**Consignes**
(a) Relevez toutes les sociétés requérantes nommées dans la décision sur le remboursement de TVA.
(b) Reproduisez fidèlement le passage de la décision sur le remboursement de TVA allant de « Vu les procédures » à « Holidays contre ce jugement. ».
(c) Rédigez la suite de la décision sur le remboursement de TVA à partir de sa dernière phrase.

**Texte fourni**
· · · · · · ·

Lecture du mercredi 3 juillet 2019
REPUBLIQUE FRANCAISE

AU NOM DU PEUPLE FRANCAIS



Vu les procédures suivantes :

1° La société Driveaway Holidays a demandé au tribunal administratif de Montreuil de prononcer le remboursement de la taxe sur la valeur ajoutée ayant grevé des prestations qui lui ont été facturées par des sociétés françaises de location de véhicules en 2012. Par un jugement n° 1310008 du 20 janvier 2015, le tribunal administratif de Montreuil a rejeté sa demande.

Par un arrêt n° 15VE01545 du 7 décembre 2017, la cour administrative d'appel de Versailles a rejeté l'appel formé par la société Driveaway Holidays contre ce jugement.

Sous le n° 417950, par un pourvoi sommaire et un mémoire complémentaire, enregistrés les 7 février et 7 mai 2018 au secrétariat du contentieux du Conseil d'Etat, la société Driveaway Holidays demande au Conseil d'Etat :

1°) d'annuler cet arrêt ;

2°) réglant l'affaire au fond, de faire droit à son appel ;

3°) de mettre à la charge de l'Etat la somme de 7 000 euros au titre de l'article L. 761-1 du code de justice administrative.


2° La société Eurocar Vacances Inc. a demandé au tribunal administratif de Montreuil de prononcer le remboursement de la taxe sur la valeur ajoutée ayant grevé des prestations qui lui ont été facturées par des sociétés françaises de location de véhicules en 2012. Par un jugement n° 1310700 du 20 janvier 2015, le tribunal administratif de Montreuil a rejeté sa demande.

Par un arrêt n° 15VE01550 du 7 décembre 2017, la cour administrative d'appel de Versailles a rejeté l'appel formé par la société Eurocar Vacances Inc. contre ce jugement.

Sous le n° 417951, par un pourvoi sommaire et un mémoire complémentaire, enregistrés les 7 février et 7 mai 2018 au secrétariat du contentieux du Conseil d'Etat, la société Eurocar Vacances Inc. demande au Conseil d'Etat :

1°) d'annuler cet arrêt ;

2°) réglant l'affaire au fond, de faire droit à son appel ;

3°) de mettre à la charge de l'Etat la somme de 7 000 euros au titre de l'article L. 761-1 du code de justice administrative.



....................................................................................

3° La société Europ Auto Jet Inc. a demandé au tribunal administratif de Montreuil de prononcer le remboursement de la taxe sur la valeur ajoutée ayant grevé des prestations qui lui ont été facturées par des sociétés françaises de location de véhicules en 2012. Par un jugement n° 1310675 du 20 janvier 2015, le tribunal administratif de Montreuil a rejeté sa demande.

Par un arrêt n° 15VE01551 du 7 décembre 2017, la cour administrative d'appel de Versailles a rejeté l'appel formé par la société Europ Auto Jet Inc. contre ce jugement.

Sous le n° 417953, par un pourvoi sommaire et un mémoire complémentaire, enregistrés les 7 février et 7 mai 2018 au secrétariat du contentieux du Conseil d'Etat, la société Europ Auto Jet Inc. demande au Conseil d'Etat :

1°) d'annuler cet arrêt ;

2°) réglant l'affaire au fond, de faire droit à son appel ;

3°) de mettre à la charge de l'Etat la somme de 7 000 euros au titre de l'article L. 761-1 du code de justice administrative.

· · · · · · ·

**Données fournies**

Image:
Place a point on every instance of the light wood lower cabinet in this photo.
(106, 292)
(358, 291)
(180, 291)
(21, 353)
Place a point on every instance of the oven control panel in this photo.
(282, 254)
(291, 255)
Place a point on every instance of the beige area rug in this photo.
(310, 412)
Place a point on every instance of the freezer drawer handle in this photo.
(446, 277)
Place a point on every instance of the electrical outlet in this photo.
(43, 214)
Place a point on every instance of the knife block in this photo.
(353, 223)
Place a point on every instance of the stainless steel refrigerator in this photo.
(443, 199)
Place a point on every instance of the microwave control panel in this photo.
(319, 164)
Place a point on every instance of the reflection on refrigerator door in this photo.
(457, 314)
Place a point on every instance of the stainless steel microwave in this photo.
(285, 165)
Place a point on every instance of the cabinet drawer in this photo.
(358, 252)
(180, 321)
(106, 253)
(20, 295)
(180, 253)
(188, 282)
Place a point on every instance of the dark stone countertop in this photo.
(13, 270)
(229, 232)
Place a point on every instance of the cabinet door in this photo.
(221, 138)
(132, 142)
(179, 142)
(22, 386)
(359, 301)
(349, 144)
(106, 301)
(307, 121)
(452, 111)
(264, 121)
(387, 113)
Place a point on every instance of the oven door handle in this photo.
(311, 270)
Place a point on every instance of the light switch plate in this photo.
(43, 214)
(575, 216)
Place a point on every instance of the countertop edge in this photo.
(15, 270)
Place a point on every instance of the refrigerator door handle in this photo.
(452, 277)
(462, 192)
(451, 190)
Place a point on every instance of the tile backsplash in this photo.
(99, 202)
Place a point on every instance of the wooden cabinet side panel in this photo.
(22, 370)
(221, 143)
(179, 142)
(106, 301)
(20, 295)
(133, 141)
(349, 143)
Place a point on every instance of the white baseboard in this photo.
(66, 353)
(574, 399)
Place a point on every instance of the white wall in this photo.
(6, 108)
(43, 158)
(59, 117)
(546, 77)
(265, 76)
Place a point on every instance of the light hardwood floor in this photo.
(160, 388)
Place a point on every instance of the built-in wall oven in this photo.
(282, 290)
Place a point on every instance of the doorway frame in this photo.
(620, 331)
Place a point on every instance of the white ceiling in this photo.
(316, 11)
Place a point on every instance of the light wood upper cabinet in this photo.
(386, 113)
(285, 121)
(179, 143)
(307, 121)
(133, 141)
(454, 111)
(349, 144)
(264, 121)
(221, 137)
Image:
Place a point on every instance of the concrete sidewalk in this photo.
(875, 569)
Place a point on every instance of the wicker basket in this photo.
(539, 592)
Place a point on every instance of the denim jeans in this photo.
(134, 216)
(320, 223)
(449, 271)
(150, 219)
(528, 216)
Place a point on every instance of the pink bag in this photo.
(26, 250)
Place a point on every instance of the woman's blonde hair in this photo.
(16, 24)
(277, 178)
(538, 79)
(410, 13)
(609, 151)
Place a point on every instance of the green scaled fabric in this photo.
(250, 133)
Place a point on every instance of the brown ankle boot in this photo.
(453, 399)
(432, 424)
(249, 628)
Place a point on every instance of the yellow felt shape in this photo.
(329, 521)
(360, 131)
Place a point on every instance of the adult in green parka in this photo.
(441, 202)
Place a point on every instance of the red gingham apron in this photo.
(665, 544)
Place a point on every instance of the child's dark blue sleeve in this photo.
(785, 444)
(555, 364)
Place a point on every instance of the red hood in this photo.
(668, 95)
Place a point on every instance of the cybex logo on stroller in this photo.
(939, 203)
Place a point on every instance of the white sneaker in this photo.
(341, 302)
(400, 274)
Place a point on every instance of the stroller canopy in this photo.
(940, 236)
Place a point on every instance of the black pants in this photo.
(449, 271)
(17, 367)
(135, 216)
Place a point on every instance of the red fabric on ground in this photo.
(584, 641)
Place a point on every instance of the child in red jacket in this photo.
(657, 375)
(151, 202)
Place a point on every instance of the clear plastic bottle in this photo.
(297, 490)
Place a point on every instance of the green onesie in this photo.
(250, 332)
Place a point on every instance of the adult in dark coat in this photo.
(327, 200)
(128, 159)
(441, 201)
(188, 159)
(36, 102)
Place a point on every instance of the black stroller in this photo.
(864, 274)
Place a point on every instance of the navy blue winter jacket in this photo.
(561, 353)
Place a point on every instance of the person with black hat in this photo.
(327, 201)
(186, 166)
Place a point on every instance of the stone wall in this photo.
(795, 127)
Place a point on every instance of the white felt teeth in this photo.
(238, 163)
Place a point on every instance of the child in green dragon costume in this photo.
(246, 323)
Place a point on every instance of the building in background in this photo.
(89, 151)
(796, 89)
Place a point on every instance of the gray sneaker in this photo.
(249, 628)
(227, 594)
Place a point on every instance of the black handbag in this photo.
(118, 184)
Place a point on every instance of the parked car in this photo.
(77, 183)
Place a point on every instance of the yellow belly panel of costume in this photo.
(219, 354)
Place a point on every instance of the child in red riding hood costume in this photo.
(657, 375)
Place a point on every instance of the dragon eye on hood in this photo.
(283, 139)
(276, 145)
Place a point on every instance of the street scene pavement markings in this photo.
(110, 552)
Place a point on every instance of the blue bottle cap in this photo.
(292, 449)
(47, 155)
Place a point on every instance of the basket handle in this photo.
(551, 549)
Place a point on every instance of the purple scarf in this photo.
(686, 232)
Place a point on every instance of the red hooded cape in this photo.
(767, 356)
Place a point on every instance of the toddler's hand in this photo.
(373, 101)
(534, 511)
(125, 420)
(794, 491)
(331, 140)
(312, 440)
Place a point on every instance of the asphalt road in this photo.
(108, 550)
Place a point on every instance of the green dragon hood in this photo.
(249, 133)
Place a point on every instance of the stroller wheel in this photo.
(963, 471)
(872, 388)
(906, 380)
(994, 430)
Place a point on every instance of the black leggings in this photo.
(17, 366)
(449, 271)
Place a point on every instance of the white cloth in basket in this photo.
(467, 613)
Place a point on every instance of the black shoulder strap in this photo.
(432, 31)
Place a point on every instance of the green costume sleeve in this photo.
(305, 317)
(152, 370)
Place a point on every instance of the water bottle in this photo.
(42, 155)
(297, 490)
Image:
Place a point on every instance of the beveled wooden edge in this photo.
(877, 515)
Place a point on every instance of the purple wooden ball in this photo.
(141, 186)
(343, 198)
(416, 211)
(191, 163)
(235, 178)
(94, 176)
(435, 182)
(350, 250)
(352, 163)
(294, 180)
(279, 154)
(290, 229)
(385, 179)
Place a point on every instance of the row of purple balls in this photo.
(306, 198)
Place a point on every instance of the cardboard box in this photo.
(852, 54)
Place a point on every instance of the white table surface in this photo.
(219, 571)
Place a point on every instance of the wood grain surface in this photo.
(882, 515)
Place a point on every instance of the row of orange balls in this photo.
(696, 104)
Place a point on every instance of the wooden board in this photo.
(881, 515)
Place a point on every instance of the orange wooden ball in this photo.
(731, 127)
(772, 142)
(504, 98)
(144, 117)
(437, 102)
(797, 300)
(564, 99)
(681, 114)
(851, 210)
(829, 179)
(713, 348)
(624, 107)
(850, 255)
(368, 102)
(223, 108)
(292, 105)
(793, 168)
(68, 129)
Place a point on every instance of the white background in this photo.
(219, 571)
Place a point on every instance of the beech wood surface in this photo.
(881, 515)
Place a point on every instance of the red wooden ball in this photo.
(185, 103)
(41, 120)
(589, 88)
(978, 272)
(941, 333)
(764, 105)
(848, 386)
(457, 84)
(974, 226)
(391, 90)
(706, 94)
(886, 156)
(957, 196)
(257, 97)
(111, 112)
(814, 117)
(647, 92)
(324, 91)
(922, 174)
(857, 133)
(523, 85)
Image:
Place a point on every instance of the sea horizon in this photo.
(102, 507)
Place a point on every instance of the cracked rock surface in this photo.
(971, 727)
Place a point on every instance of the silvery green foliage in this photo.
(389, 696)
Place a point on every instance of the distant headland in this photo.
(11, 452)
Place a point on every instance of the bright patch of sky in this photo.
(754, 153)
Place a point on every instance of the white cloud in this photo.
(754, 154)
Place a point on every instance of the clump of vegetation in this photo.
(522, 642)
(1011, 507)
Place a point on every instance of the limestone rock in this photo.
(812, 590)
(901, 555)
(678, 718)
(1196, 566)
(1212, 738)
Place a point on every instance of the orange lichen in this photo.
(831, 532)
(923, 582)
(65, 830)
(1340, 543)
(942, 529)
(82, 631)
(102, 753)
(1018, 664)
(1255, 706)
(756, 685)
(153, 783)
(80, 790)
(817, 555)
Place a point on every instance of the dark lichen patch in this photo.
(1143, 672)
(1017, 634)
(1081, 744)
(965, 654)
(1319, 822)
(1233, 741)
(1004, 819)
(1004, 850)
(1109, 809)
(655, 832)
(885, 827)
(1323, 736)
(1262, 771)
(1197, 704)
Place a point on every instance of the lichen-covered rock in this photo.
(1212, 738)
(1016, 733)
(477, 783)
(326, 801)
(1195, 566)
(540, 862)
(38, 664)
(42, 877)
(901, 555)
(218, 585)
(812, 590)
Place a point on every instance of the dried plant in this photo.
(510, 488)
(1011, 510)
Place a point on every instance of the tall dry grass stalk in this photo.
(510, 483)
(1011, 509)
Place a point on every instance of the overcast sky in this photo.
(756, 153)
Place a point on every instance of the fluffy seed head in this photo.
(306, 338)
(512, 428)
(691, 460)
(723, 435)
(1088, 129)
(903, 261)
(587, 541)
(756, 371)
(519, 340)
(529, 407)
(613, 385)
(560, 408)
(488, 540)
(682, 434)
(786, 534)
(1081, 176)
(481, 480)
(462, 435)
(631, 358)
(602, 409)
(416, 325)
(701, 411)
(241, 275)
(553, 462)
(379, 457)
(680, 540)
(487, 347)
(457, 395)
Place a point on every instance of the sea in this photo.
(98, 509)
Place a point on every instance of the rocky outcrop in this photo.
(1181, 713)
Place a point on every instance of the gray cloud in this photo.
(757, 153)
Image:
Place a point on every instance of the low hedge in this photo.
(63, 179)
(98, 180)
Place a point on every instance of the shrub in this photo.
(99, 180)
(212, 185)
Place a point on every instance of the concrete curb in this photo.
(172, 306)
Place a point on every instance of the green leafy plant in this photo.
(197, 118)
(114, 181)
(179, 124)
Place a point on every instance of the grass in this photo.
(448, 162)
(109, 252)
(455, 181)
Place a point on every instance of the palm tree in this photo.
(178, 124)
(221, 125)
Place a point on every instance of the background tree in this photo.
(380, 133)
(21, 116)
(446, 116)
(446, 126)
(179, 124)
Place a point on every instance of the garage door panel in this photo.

· · · · · · ·

**Résultats de l'exercice**
(a)
- Driveaway Holidays
- Eurocar Vacances Inc.
- Europ Auto Jet Inc.

(b)
Vu les procédures suivantes :

1° La société Driveaway Holidays a demandé au tribunal administratif de Montreuil de prononcer le remboursement de la taxe sur la valeur ajoutée ayant grevé des prestations qui lui ont été facturées par des sociétés françaises de location de véhicules en 2012. Par un jugement n° 1310008 du 20 janvier 2015, le tribunal administratif de Montreuil a rejeté sa demande.

Par un arrêt n° 15VE01545 du 7 décembre 2017, la cour administrative d'appel de Versailles a rejeté l'appel formé par la société Driveaway Holidays contre ce jugement.

(c)
....................................................................................

Vu les autres pièces des dossiers ;

Vu :
- le code général des impôts, son annexe II et le livre des procédures fiscales ;
- le code de justice administrative ;



Après avoir entendu en séance publique :

- le rapport de M. Aurélien Caron, auditeur,

- les conclusions de Mme Marie-Astrid Nicolazo de Barmon, rapporteur public ;

La parole ayant été donnée, avant et après les conclusions, à la SCP Célice, Soltner, Texidor, Périer, avocat des sociétés Driveaway Holidays , Eurocar Vacances Inc et Europ Auto Jet Inc. ;



Considérant ce qui suit :

1. Les pourvois des sociétés Driveaway Holidays, Eurocar Vacances Inc. et Europ Auto Jet Inc. présentent à juger les mêmes questions. Il y a lieu de les joindre pour statuer par une seule décision.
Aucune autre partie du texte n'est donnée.